** GOAL **
Write out exactly the lines below that run from the line containing "Target: green tree" through the last line of the records.

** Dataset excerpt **
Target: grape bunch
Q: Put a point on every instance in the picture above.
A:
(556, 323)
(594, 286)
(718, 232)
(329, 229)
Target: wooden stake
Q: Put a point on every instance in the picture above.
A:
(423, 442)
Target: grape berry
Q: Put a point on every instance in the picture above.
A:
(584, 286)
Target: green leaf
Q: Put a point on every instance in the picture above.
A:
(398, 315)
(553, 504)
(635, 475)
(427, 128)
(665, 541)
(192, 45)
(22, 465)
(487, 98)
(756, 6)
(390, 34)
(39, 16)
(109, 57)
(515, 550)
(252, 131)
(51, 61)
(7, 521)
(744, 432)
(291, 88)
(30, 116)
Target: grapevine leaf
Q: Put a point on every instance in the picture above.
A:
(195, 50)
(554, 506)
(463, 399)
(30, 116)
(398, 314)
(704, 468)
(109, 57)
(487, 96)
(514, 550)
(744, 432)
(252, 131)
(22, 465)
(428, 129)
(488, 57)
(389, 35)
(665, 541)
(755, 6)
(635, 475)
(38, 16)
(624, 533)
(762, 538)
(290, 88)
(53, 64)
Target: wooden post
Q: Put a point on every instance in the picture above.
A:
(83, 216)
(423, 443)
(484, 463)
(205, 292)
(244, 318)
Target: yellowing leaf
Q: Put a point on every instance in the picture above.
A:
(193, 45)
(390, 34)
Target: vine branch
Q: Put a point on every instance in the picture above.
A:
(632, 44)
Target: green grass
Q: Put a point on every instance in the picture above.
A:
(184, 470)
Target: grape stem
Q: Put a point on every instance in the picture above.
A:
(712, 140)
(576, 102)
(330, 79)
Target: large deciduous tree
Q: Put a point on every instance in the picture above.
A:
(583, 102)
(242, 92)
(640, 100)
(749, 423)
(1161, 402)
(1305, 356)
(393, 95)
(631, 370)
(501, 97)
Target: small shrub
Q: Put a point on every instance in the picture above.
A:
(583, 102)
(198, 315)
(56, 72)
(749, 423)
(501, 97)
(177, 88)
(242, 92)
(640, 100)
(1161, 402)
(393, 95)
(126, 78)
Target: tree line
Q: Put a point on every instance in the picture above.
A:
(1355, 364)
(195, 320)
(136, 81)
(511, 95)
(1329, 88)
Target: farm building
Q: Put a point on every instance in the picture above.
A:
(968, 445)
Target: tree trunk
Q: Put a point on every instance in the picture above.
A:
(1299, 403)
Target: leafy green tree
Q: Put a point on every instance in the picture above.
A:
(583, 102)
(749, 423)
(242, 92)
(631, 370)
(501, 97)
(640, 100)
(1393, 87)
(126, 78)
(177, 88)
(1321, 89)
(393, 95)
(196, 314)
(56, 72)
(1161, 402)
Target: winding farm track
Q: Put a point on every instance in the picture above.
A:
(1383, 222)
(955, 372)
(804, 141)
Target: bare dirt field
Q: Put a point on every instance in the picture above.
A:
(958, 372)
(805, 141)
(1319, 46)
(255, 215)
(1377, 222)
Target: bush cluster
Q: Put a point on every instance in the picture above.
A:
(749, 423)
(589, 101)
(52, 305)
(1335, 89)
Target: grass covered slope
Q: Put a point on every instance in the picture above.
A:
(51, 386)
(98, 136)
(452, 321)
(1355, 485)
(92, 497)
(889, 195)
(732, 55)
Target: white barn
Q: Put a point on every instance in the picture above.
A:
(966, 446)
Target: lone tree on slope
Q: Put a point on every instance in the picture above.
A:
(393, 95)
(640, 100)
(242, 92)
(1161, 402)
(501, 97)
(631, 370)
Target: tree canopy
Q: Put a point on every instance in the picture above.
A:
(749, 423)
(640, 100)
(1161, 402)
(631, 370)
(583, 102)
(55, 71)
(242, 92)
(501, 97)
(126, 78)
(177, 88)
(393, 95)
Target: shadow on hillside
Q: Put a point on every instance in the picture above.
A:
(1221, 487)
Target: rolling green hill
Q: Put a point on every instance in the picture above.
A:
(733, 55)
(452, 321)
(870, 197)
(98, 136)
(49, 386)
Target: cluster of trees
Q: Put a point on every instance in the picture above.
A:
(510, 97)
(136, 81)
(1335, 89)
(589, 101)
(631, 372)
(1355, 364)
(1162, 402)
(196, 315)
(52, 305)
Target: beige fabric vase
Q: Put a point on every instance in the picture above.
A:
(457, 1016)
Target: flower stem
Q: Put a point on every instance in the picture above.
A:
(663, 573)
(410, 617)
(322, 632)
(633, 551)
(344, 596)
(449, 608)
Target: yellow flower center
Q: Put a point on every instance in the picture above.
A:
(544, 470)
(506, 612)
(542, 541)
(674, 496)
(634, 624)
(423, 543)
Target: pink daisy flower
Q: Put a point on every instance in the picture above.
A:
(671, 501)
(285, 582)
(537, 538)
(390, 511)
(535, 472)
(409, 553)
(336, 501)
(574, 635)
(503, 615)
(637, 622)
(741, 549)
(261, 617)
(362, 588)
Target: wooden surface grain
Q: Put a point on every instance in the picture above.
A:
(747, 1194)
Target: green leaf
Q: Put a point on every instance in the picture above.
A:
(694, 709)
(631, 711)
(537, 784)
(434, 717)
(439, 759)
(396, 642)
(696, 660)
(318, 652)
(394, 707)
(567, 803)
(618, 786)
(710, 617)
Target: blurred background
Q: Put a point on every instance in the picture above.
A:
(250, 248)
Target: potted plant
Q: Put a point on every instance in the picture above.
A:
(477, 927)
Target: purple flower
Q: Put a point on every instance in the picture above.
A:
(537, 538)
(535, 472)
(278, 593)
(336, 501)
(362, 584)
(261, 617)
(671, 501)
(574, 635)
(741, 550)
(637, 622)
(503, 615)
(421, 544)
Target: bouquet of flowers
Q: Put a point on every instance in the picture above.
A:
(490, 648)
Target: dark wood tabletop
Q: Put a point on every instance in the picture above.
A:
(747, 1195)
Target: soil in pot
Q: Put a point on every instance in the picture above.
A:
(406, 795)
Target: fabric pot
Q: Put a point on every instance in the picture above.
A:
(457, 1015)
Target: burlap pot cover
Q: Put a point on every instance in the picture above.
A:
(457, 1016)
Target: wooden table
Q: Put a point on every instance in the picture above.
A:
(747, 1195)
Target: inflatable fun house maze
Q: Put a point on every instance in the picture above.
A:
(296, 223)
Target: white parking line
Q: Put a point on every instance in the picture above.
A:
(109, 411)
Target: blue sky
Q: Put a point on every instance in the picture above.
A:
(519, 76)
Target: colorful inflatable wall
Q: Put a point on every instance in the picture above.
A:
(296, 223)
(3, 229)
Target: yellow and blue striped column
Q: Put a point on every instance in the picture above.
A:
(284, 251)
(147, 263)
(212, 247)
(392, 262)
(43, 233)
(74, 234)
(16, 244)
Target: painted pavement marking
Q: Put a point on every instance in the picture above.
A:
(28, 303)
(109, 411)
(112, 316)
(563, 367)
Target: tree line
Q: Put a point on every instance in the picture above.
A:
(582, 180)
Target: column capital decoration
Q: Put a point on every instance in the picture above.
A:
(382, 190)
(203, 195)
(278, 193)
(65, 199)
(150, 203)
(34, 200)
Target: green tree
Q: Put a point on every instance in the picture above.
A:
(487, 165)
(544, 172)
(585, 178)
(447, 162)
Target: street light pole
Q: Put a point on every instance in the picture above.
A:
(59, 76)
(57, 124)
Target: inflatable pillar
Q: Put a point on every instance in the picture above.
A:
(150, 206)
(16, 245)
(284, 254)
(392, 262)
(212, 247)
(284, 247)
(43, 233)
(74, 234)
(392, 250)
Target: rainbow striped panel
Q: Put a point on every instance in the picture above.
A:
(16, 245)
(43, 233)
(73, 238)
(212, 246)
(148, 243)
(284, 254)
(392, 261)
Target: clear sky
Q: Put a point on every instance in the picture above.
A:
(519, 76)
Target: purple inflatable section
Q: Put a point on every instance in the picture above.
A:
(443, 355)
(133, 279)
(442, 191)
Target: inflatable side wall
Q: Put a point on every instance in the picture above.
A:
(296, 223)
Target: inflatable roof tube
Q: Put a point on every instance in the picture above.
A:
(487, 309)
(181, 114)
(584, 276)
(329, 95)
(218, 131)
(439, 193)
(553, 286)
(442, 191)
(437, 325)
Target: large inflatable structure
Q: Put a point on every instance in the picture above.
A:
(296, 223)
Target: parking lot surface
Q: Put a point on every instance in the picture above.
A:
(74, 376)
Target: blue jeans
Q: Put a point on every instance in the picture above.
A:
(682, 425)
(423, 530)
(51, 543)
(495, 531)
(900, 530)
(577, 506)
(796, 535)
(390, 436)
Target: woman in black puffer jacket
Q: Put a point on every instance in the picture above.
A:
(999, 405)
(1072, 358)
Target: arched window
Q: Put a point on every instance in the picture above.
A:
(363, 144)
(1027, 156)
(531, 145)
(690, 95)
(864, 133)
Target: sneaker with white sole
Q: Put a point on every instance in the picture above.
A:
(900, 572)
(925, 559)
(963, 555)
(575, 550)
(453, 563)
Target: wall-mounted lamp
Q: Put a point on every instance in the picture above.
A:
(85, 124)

** WRITTEN SOLUTION **
Target: green tree
Q: Put a point on every instance in the picture above.
A:
(487, 165)
(544, 172)
(585, 178)
(447, 162)
Target: street light pole
Q: Put a point on every instance in the picture above.
A:
(59, 76)
(57, 124)
Target: inflatable pillar
Q: Put a point on every instance in the picture above.
A:
(150, 206)
(16, 245)
(284, 254)
(392, 262)
(212, 247)
(284, 247)
(43, 233)
(74, 234)
(392, 250)
Target: rainbow striped panel
Q: Put a point on every instance in the picture above.
A:
(16, 245)
(43, 233)
(73, 238)
(212, 246)
(148, 243)
(284, 254)
(392, 261)
Target: clear sky
Q: Put a point on every instance in the picture above.
A:
(519, 76)
Target: purple inflatable section
Q: Put a point on every instance in the picture above.
A:
(443, 355)
(133, 279)
(442, 191)
Target: inflatable side wall
Q: Put a point on every instance in the picture above.
A:
(296, 223)
Target: inflatable roof tube
Q: Put a point on every instance in the picture above.
A:
(487, 309)
(181, 114)
(584, 276)
(329, 95)
(218, 131)
(439, 193)
(553, 286)
(442, 191)
(437, 325)
Target: large inflatable structure
Q: Put a point on every instance in the picture above.
A:
(296, 223)
Target: parking lot surface
Q: Put a point on every instance in the picture above.
A:
(74, 376)
Target: blue jeans
Q: Put a point on every instance in the picture above.
A:
(682, 425)
(423, 530)
(51, 543)
(495, 531)
(900, 530)
(577, 506)
(796, 535)
(390, 436)
Target: woman in black puffer jacket
Q: Put a point on every instance in the picture above.
A:
(999, 405)
(1072, 358)
Target: arched window
Q: Put a point on every instance in the picture above.
A:
(363, 144)
(1027, 156)
(531, 145)
(690, 95)
(864, 133)
Target: sneaker with white sole
Q: Put a point on every instance in the picture above.
A:
(900, 572)
(925, 559)
(963, 555)
(575, 550)
(453, 563)
Target: wall-mounted lamp
Q: Put a point on every instance in the picture above.
A:
(85, 124)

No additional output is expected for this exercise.